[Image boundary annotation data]
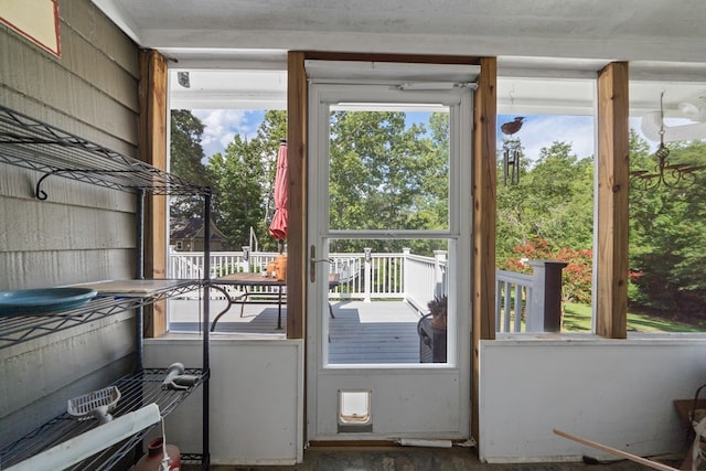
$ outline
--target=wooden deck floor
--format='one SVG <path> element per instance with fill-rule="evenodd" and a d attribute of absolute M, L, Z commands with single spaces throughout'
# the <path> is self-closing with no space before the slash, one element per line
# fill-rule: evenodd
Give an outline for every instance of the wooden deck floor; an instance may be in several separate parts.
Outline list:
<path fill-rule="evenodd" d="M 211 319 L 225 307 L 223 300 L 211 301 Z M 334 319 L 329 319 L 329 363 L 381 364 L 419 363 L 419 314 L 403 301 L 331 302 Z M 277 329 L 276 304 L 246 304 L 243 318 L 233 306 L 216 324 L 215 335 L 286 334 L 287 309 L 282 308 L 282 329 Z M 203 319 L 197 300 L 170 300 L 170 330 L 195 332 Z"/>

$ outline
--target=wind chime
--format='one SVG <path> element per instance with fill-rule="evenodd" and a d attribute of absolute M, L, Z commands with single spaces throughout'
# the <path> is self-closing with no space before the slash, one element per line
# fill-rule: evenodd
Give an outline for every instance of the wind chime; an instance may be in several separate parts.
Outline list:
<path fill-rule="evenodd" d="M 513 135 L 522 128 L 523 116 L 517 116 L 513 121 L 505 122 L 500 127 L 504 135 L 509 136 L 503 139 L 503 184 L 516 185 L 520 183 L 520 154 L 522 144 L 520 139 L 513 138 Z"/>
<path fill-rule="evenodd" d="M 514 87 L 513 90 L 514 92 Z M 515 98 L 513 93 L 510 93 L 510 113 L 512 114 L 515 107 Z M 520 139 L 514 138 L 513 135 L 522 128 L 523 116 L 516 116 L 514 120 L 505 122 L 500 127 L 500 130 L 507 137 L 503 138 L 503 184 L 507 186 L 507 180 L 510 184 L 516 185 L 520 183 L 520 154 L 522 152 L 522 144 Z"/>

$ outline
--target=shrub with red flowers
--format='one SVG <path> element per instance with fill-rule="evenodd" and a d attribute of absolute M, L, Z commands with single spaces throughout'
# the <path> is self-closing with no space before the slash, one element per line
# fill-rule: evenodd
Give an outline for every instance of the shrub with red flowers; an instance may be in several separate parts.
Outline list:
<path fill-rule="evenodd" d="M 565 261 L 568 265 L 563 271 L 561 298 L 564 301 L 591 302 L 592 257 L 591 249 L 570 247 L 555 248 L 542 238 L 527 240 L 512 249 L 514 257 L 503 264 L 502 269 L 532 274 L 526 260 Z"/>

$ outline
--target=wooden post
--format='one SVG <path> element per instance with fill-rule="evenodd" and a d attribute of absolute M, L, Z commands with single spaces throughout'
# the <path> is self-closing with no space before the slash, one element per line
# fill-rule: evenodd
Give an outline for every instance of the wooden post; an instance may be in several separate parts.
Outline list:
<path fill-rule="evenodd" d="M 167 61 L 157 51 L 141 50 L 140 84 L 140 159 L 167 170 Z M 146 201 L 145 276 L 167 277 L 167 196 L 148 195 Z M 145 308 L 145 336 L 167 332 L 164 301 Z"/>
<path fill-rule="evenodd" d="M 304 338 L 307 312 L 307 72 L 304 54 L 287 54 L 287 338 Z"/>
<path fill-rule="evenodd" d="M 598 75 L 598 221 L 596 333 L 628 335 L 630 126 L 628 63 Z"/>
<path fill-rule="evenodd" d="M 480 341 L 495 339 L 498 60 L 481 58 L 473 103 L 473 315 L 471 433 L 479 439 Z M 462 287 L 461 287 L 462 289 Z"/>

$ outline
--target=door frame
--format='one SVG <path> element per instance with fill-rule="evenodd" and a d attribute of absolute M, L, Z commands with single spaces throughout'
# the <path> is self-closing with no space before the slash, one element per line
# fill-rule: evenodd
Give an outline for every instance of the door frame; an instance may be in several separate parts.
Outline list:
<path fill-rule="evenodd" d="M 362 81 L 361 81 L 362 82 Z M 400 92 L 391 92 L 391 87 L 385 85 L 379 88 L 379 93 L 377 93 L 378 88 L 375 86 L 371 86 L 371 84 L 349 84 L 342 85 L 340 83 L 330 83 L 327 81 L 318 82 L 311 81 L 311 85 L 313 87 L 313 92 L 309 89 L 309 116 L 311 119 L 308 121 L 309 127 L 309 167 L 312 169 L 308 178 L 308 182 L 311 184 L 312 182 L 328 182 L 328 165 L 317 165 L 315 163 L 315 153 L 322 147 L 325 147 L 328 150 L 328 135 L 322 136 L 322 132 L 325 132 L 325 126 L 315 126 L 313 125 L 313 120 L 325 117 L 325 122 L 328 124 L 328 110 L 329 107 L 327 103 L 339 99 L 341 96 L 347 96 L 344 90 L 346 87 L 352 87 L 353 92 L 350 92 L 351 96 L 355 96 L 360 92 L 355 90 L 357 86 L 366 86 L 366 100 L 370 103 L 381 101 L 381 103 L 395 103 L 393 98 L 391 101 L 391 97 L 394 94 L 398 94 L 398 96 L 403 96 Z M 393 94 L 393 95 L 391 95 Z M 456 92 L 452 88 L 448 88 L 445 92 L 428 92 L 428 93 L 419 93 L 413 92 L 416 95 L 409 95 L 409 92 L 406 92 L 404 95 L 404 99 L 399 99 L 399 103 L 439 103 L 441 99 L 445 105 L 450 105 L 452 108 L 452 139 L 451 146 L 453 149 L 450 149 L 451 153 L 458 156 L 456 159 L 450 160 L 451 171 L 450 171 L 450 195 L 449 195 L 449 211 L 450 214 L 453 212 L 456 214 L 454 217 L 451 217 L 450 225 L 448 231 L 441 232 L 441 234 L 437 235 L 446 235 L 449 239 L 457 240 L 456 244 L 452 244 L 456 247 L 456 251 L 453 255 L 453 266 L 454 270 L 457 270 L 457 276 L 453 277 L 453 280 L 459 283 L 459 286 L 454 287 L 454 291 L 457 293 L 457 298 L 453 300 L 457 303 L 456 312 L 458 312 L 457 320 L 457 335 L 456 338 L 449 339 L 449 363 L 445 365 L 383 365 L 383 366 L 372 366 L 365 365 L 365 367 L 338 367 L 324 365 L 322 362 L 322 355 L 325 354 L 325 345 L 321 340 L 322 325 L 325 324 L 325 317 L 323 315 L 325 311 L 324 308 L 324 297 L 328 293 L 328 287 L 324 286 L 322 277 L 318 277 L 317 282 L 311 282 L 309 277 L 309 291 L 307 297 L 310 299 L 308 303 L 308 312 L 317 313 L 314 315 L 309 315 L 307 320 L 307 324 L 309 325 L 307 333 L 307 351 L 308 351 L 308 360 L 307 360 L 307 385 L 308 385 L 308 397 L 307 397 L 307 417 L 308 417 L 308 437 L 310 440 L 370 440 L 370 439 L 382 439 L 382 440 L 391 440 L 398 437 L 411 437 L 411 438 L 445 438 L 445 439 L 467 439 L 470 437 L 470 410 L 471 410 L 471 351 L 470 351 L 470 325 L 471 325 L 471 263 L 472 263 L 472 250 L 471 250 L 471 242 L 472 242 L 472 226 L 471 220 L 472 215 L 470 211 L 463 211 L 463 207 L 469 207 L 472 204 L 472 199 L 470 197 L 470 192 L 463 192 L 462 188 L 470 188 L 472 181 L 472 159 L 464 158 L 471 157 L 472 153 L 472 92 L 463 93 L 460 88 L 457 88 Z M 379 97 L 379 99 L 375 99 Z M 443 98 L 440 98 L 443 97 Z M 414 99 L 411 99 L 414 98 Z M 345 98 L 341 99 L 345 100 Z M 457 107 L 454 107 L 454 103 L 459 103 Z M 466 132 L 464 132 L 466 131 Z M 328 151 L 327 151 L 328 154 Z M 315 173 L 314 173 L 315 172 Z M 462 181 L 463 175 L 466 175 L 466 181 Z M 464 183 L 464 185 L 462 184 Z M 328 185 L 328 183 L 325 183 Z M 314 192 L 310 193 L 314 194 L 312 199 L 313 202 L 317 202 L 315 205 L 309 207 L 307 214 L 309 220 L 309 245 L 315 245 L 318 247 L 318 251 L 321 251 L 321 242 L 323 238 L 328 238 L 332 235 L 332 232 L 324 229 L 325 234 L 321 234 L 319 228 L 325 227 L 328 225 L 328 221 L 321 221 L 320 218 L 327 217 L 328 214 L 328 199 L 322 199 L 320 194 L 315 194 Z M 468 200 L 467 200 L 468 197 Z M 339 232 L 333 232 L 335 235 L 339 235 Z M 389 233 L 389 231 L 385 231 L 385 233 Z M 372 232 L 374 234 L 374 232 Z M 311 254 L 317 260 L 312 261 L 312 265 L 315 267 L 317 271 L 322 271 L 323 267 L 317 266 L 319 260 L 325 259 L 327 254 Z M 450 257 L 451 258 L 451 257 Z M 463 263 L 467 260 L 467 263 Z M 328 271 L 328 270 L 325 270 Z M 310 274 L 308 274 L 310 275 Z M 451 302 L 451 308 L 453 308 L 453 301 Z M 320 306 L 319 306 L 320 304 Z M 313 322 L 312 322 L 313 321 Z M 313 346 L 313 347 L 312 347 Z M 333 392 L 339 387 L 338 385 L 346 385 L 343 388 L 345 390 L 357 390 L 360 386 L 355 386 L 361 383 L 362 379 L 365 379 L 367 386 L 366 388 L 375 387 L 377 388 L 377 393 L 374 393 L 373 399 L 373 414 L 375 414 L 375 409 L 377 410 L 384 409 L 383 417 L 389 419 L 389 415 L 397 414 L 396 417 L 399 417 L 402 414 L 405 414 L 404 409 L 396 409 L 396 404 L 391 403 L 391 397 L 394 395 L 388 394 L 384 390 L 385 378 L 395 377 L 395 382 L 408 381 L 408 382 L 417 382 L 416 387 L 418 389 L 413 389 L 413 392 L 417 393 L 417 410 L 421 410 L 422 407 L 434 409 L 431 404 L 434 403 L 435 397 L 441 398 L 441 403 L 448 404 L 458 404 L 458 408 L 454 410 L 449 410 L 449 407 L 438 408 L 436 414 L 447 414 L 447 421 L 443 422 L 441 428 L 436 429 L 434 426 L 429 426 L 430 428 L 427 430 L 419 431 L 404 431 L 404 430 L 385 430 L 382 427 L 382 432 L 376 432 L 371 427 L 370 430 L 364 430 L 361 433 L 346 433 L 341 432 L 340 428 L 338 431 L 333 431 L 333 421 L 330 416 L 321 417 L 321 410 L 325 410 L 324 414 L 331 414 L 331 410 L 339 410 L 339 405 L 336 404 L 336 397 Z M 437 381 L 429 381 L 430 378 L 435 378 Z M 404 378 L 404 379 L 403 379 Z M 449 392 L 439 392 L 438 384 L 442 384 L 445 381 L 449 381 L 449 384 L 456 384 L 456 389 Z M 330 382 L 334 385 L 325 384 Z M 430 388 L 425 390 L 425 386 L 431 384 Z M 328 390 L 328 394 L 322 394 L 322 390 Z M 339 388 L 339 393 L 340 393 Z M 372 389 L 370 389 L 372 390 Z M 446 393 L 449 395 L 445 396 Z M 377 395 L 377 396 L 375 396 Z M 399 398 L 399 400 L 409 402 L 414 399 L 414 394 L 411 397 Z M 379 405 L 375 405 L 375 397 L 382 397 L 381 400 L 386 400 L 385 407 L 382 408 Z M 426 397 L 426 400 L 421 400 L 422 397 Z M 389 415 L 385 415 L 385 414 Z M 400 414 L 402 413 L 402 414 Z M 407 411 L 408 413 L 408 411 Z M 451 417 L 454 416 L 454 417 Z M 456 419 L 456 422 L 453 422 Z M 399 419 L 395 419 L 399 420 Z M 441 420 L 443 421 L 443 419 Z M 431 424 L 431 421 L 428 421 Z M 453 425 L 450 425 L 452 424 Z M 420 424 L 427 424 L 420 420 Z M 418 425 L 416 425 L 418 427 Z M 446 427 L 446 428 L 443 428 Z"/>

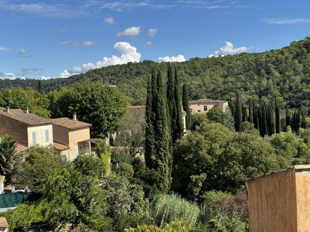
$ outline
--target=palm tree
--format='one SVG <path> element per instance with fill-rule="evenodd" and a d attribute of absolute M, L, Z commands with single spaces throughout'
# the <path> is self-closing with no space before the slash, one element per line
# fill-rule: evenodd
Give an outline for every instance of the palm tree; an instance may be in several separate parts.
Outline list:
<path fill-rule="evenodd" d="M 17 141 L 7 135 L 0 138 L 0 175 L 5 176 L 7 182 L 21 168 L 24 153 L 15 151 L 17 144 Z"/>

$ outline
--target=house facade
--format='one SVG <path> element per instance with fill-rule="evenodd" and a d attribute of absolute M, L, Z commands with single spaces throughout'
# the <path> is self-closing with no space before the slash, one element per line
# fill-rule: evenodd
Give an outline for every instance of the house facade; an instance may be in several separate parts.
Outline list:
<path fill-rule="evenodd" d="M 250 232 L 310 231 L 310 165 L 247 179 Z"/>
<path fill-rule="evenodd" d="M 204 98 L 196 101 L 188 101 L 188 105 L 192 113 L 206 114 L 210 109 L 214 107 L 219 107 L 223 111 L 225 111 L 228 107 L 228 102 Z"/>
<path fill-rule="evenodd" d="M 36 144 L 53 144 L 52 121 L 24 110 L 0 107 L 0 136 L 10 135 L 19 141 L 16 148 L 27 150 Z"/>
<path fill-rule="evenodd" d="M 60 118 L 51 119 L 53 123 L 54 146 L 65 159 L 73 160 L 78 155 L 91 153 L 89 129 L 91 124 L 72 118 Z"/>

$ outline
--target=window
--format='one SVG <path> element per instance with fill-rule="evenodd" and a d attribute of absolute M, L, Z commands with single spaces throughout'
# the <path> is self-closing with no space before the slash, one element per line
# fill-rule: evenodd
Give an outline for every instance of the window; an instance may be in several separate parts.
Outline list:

> **Problem to work on**:
Reproduce the entries starting at the beginning and ending at the line that contains "514 87 L 513", with both ends included. Leave the pictures out of your answer.

> **Result for this task**:
$ outline
--target=wooden deck floor
--format='one SVG <path> element per instance with fill-rule="evenodd" and a d attribute of absolute M, L, Z commands with single spaces throughout'
# the <path> is self-closing with no space before the slash, one element per line
# fill-rule: evenodd
Give an outline for every instance of the wooden deck floor; an instance may be in several separate parts.
Outline list:
<path fill-rule="evenodd" d="M 211 319 L 225 307 L 223 300 L 211 301 Z M 334 319 L 329 319 L 329 363 L 381 364 L 419 363 L 419 314 L 403 301 L 331 302 Z M 277 329 L 276 304 L 246 304 L 243 318 L 233 306 L 216 324 L 215 335 L 286 334 L 287 309 L 282 308 L 282 329 Z M 203 319 L 197 300 L 170 300 L 170 330 L 195 332 Z"/>

$ outline
--target=wind chime
--format='one SVG <path> element per instance with fill-rule="evenodd" and a d attribute of absolute M, L, Z commands with single spaces throughout'
# the <path> is self-closing with no space before the slash, one element per line
# fill-rule: evenodd
Give an outline for every instance of the wind chime; an instance may be in several separate parts.
Outline list:
<path fill-rule="evenodd" d="M 513 135 L 522 128 L 523 116 L 517 116 L 513 121 L 505 122 L 500 127 L 504 135 L 509 136 L 503 139 L 503 184 L 516 185 L 520 183 L 520 154 L 522 144 L 520 139 L 513 138 Z"/>
<path fill-rule="evenodd" d="M 514 87 L 513 90 L 514 92 Z M 515 98 L 513 93 L 510 93 L 510 113 L 512 114 L 515 107 Z M 520 139 L 514 138 L 513 135 L 522 128 L 523 116 L 516 116 L 514 120 L 505 122 L 500 127 L 500 130 L 507 137 L 503 138 L 503 184 L 507 186 L 507 180 L 510 184 L 516 185 L 520 183 L 520 154 L 522 152 L 522 144 Z"/>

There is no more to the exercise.